### TASK OBJECTIVE
The full set of lines below has to be written out again exactly.

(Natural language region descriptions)
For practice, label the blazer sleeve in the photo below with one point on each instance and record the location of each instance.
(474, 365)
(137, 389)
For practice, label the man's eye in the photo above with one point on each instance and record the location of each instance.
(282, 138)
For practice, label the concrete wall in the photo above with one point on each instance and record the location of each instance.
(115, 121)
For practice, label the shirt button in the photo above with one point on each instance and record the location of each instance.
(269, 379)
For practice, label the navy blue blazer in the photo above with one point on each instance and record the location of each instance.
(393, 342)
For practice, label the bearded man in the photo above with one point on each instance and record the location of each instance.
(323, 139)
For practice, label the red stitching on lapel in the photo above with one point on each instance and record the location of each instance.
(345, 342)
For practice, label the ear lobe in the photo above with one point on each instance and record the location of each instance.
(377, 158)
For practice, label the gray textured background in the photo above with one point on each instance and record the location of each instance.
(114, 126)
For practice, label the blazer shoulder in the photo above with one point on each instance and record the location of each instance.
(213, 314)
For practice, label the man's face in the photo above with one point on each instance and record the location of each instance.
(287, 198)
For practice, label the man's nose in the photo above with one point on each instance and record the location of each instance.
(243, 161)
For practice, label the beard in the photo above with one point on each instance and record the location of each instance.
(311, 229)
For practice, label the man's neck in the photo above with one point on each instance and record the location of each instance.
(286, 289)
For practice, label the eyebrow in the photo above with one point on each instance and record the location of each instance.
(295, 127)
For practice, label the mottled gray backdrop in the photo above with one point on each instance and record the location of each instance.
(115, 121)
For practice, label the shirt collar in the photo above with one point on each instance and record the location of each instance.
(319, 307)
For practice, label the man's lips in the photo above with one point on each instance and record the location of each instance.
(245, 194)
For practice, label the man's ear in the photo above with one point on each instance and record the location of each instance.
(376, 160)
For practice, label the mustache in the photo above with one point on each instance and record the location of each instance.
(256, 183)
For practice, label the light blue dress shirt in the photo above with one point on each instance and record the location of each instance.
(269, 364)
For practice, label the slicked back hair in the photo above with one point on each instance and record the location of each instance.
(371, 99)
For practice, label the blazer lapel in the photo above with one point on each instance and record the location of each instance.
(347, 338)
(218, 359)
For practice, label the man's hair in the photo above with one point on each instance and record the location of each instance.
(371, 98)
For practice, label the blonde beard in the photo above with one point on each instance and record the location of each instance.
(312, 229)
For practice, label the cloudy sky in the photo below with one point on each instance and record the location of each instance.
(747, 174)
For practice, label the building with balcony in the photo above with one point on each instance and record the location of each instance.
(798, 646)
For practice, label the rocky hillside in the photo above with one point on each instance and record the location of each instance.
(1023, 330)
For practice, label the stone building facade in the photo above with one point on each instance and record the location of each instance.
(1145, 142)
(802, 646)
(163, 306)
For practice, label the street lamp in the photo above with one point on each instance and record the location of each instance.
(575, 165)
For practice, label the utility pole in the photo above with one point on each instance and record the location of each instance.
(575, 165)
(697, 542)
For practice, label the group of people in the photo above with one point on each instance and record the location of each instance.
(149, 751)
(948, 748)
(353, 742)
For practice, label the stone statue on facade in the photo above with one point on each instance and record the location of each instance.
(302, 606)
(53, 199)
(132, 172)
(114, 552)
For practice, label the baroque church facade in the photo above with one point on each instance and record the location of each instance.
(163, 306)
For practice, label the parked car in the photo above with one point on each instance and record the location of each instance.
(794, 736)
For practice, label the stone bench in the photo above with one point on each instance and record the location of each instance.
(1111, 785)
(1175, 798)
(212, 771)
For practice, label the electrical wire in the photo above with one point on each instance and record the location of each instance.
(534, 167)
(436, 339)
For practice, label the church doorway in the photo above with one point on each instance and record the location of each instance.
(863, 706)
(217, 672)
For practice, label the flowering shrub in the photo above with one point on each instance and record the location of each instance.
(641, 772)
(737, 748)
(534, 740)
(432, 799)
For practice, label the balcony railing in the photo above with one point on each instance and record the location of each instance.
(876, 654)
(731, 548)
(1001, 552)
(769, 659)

### SOLUTION
For practice, label the blazer sleeve in the photo below with one point on each instance and record the location of each instance.
(474, 365)
(137, 389)
For practice, label the man's eye in the photo above with one point on each instance and record the location of each instance.
(282, 138)
For practice, label the concrete wall in the photo above with one point on each instance and record the location of each instance.
(115, 121)
For practice, label the shirt button in the photo above with one point on each instance and record the location of each instance.
(269, 379)
For practice, label the navy blue blazer in the photo above with one point on each instance and record the location of each instance.
(393, 342)
For practice, label the bearded man in the photo above with one point on each instance and record the location of each instance.
(323, 139)
For practice, label the red stitching on lapel in the photo above with one point on each instance and record the location of each instance.
(345, 342)
For practice, label the ear lobe in the photo above with one point on each instance and record the location of each instance.
(377, 158)
For practice, label the gray textured background in the photo above with one point on each instance and record the location of each instance.
(114, 126)
For practice, label the blazer shoulder in the photo above with one point on each instance and record the location of each instance.
(213, 314)
For practice, label the man's face in the photo above with one point on each instance and record the location of each instance.
(287, 198)
For practice, label the man's nose in the photo above with one point on each instance and record the location of each instance.
(243, 161)
For practice, label the beard in the photo above with one point on each instance and record the location of each instance.
(311, 229)
For practice, label the man's neck in the photo above with one point on each instance and record the location of each instance.
(286, 289)
For practice, label the eyebrow in the photo above with one point on each instance and record the location of each instance.
(295, 127)
For practice, label the mottled gray backdrop in the photo above with one point on each instance and record the location of each instance.
(115, 121)
For practice, label the shirt collar in the photo above with one point on each instance and record the location of each instance.
(319, 307)
For practice, label the man's lips in the photo above with one point on each instance and record the location of each instance.
(245, 194)
For practice, label the man's ear in the photo above with one point on each instance and record the location of each instance.
(376, 160)
For practice, label the mustache in the photo above with one point on each instance and record the location of each instance.
(256, 183)
For practice, label the light blue dress shirt in the photo above with one point on each instance and record the location of each instance.
(269, 364)
For practice, label the slicked back hair in the photo above with one point on each instance and record the location of each instance.
(371, 99)
For practice, label the blazer lapel in the photo above with one point on each instance and record the location of each instance.
(347, 338)
(218, 359)
For practice, label the man's hair in the photo above with one point on each instance and record the location of each instance.
(371, 98)
For practice, label the blonde beard in the photo above with one point on each instance and record the location of each instance.
(312, 229)
For practice, label the cloudy sky in the photo below with one point on each instance and record the location of each instance.
(747, 174)
For practice, label the building with balcony in the photo above with one point on each instance and record the location of each instance.
(798, 646)
For practice, label the rocky hillside in the photo above with one point on each instance and record the location of each instance.
(1023, 330)
For practice, label the stone building facade in the photo above with one point on each instance and record the location of each instance.
(1145, 142)
(802, 646)
(163, 306)
For practice, label the street lamp in the photo above with one point on each instance and record the location of each instance.
(575, 165)
For practice, label the utility pole in the photo above with one point on each instance and record the location of each instance.
(575, 165)
(697, 542)
For practice, label the group of people in the photo above with one point on each instance and record the location of each instance.
(149, 751)
(948, 748)
(353, 742)
For practice, label the stone statue on facade in the photo above with one point on each instance and record the location of each instance.
(302, 606)
(53, 199)
(132, 172)
(114, 552)
For practice, label the baroque church facade in the photo above with one point on each instance and record the location of each instance.
(163, 306)
For practice, label the parked car in the photo above with one point on each instance and record the location of each instance.
(794, 736)
For practice, label the stone bench in the photo above with one point on each instance and record the location of each instance.
(1111, 785)
(1175, 798)
(212, 771)
For practice, label the electrical wire in the photo above with one point on each instance and record the location of each instance.
(534, 167)
(436, 339)
For practice, label the church doorway in the photo above with one point on each instance and record the location of each instance.
(863, 706)
(217, 672)
For practice, label the flowering shrub in the photo above with one point on each instance and record the location of each instance.
(641, 772)
(737, 748)
(534, 740)
(432, 799)
For practice, label the balcony railing in the photo above with one point on each instance and record the location of each instance.
(876, 654)
(731, 548)
(1001, 552)
(769, 659)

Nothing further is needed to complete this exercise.